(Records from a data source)
*-*-*

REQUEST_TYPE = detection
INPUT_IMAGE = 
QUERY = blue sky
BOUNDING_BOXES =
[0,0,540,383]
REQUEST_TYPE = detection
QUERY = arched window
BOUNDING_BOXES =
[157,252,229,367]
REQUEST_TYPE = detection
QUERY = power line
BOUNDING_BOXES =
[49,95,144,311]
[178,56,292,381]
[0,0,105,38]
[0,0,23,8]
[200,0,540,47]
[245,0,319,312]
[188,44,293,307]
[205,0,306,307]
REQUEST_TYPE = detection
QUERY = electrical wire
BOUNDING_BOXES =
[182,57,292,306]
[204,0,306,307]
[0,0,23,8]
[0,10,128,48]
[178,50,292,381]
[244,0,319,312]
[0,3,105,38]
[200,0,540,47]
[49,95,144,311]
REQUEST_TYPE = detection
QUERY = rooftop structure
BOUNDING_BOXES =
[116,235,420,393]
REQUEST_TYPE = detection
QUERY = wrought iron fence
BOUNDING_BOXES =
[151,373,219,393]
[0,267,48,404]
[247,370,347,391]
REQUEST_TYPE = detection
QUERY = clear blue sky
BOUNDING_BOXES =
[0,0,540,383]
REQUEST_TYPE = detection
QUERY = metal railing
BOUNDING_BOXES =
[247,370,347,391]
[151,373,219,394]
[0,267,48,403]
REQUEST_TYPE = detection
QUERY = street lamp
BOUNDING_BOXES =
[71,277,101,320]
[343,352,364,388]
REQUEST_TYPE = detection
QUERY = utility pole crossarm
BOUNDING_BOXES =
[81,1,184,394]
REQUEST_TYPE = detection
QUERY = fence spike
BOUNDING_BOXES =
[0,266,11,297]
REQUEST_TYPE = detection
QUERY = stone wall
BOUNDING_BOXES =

*-*-*

| Requirement |
Give the number of lines in the records that contain the string "fence", and give nothing else. Case counts.

| Problem solution |
2